[Collected data entries]
# # # # #

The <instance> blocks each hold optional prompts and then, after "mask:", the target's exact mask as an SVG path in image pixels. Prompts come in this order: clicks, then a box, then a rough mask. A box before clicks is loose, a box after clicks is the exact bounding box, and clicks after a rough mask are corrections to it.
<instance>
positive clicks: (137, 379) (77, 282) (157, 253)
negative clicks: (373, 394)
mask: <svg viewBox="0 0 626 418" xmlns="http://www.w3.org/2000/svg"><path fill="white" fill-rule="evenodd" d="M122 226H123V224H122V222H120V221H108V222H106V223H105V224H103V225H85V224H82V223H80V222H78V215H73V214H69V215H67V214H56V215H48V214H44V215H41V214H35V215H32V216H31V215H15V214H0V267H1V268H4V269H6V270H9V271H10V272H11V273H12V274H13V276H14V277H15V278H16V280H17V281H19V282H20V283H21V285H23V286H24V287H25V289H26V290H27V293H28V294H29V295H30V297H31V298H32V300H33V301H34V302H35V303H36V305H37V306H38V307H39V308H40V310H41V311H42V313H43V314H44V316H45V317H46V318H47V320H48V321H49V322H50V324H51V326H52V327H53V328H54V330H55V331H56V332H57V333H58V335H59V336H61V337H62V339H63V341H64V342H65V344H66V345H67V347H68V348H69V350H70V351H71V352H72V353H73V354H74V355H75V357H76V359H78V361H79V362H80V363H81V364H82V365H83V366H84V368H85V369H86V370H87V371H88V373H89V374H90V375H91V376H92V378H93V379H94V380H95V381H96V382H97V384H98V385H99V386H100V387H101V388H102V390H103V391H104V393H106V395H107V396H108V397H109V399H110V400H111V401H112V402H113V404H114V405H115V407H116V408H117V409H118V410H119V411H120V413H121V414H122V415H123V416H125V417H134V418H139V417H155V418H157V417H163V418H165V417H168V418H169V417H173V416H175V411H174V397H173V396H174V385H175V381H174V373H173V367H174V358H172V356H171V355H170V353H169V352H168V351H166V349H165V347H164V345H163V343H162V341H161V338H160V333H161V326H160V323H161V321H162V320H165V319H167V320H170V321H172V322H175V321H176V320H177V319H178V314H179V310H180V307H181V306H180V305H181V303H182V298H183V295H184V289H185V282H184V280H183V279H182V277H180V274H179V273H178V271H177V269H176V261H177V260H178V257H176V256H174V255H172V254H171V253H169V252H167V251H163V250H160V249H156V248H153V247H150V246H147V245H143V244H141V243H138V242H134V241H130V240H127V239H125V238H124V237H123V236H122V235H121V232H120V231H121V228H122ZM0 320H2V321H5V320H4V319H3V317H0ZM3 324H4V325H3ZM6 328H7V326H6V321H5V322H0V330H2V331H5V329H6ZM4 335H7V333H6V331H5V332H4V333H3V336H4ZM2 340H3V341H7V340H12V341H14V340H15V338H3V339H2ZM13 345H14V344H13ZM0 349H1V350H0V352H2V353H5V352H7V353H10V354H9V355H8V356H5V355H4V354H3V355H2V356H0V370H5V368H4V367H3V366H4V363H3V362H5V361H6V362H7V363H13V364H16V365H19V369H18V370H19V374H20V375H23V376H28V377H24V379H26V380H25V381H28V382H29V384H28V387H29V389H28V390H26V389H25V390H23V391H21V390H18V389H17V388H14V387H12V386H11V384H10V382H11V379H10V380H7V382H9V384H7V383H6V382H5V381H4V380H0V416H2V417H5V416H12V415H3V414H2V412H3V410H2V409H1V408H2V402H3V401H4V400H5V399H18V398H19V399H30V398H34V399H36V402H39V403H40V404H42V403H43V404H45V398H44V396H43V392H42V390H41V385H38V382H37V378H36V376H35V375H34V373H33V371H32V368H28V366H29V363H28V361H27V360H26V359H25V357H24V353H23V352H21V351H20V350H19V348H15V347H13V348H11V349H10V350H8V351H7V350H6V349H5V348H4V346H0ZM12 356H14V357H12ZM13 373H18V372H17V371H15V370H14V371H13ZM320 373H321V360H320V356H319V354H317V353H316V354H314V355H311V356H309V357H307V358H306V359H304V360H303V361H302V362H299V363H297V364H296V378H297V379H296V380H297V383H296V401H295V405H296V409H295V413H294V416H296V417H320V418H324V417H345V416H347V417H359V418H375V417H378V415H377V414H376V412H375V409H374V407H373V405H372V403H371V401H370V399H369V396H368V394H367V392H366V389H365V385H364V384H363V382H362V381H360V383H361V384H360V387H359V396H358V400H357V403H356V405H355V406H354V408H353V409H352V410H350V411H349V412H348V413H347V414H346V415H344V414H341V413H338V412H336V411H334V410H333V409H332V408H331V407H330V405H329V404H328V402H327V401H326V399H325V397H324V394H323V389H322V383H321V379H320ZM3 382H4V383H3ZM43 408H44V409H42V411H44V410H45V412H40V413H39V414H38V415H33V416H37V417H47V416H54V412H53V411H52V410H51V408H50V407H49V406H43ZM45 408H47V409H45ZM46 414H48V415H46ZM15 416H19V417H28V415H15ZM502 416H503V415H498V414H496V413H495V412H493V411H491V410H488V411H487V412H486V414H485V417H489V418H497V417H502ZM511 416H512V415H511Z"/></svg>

# # # # #

Brief
Turn each non-blank line of the material above into a row of a Markdown table with two columns: "Row" for the row number and "Line" for the line itself.

Response below
| Row | Line |
|---|---|
| 1 | The <instance> blocks each hold optional prompts and then, after "mask:", the target's exact mask as an SVG path in image pixels. Prompts come in this order: clicks, then a box, then a rough mask. A box before clicks is loose, a box after clicks is the exact bounding box, and clicks after a rough mask are corrections to it. |
| 2 | <instance> |
| 3 | positive clicks: (137, 379) (77, 282) (157, 253) |
| 4 | negative clicks: (373, 394) |
| 5 | mask: <svg viewBox="0 0 626 418" xmlns="http://www.w3.org/2000/svg"><path fill="white" fill-rule="evenodd" d="M122 226H123V224H122V222H120V221H108V222H106V223H105V224H103V225H85V224H82V223H80V222H78V215H73V214H69V215H67V214H56V215H48V214H44V215H41V214H35V215H32V216H31V215H15V214H0V267H1V268H4V269H6V270H9V271H10V272H11V273H12V274H13V276H14V277H15V278H16V280H17V281H19V282H20V283H21V285H23V286H24V287H25V289H26V290H27V293H28V294H29V295H30V297H31V298H32V300H33V301H34V302H35V303H36V305H37V306H38V307H39V308H40V310H41V311H42V313H43V314H44V316H45V317H46V318H47V320H48V321H49V322H50V324H51V326H52V327H53V328H54V330H55V331H56V332H57V333H58V335H59V336H61V337H62V339H63V341H64V342H65V344H66V345H67V347H68V348H69V350H70V351H71V352H72V353H73V354H74V355H75V357H76V359H78V361H79V362H80V363H81V364H82V365H83V366H84V368H85V369H86V370H87V371H88V373H89V374H90V375H91V376H92V378H93V379H94V380H95V381H96V382H97V384H98V385H99V386H100V387H101V388H102V390H103V391H104V393H106V395H107V396H108V397H109V399H110V400H111V401H112V402H113V404H114V405H115V407H116V408H117V409H118V410H119V411H120V413H121V414H122V415H123V416H125V417H134V418H139V417H155V418H157V417H163V418H165V417H168V418H169V417H173V416H175V411H174V397H173V396H174V385H175V381H174V373H173V367H174V358H172V356H171V355H170V353H169V352H168V351H166V349H165V347H164V345H163V343H162V341H161V338H160V333H161V326H160V323H161V321H162V320H165V319H167V320H170V321H172V322H175V321H176V320H177V319H178V314H179V310H180V307H181V306H180V305H181V303H182V298H183V295H184V289H185V282H184V280H183V279H182V277H180V274H179V273H178V271H177V269H176V261H177V260H178V257H176V256H174V255H172V254H171V253H169V252H167V251H163V250H160V249H156V248H153V247H150V246H147V245H143V244H141V243H138V242H134V241H130V240H127V239H125V238H124V237H123V236H122V235H121V232H120V231H121V228H122ZM0 320H2V321H5V320H4V319H3V317H0ZM3 324H4V325H3ZM6 328H7V326H6V321H5V322H0V330H2V331H5V329H6ZM4 335H7V333H6V331H5V332H4V333H3V336H4ZM2 340H3V341H7V340H12V341H14V340H15V338H3V339H2ZM13 345H14V344H13ZM0 349H1V350H0V352H2V353H5V352H7V353H10V354H9V355H8V356H5V355H4V354H3V355H2V356H0V370H5V368H4V367H3V366H4V363H3V362H5V361H6V362H7V363H13V364H16V365H19V369H18V370H19V374H20V375H23V376H28V377H24V379H26V380H25V381H28V382H29V384H28V387H29V389H28V390H26V389H25V390H23V391H21V390H18V389H17V388H14V387H12V386H11V384H10V382H11V379H10V380H7V382H9V384H7V383H6V382H5V381H4V380H0V416H2V417H5V416H12V415H3V414H2V412H3V410H2V409H1V408H2V402H3V401H4V400H5V399H18V398H19V399H30V398H34V399H36V402H39V403H40V404H42V403H43V404H45V398H44V396H43V392H42V390H41V385H38V382H37V378H36V376H35V375H34V373H33V371H32V368H28V366H29V363H28V361H27V360H26V359H25V357H24V353H23V352H21V351H20V350H19V348H15V347H13V348H11V349H10V350H8V351H7V350H6V349H5V348H4V346H0ZM12 356H14V357H12ZM13 373H18V372H17V371H15V370H14V371H13ZM320 373H321V360H320V356H319V354H317V353H316V354H314V355H311V356H309V357H307V358H306V359H304V360H303V361H302V362H299V363H297V364H296V378H297V379H296V380H297V383H296V401H295V405H296V409H295V413H294V416H296V417H320V418H324V417H345V416H347V417H359V418H375V417H378V415H377V414H376V412H375V409H374V407H373V405H372V403H371V401H370V399H369V396H368V394H367V392H366V389H365V385H364V384H363V382H362V381H360V383H361V384H360V387H359V396H358V400H357V403H356V405H355V406H354V408H353V409H352V410H350V411H349V412H348V413H347V414H346V415H344V414H341V413H338V412H336V411H334V410H333V409H332V408H331V407H330V405H329V404H328V402H327V401H326V399H325V397H324V394H323V389H322V383H321V379H320ZM3 382H4V383H3ZM43 408H44V409H42V411H44V410H45V412H40V413H39V414H38V415H33V416H37V417H47V416H54V412H53V411H52V410H51V408H50V407H49V406H43ZM45 408H47V409H45ZM46 414H48V415H46ZM15 416H19V417H28V415H15ZM502 416H503V415H498V414H496V413H495V412H493V411H491V410H488V411H487V412H486V414H485V417H489V418H497V417H502ZM511 416H512V415H511Z"/></svg> |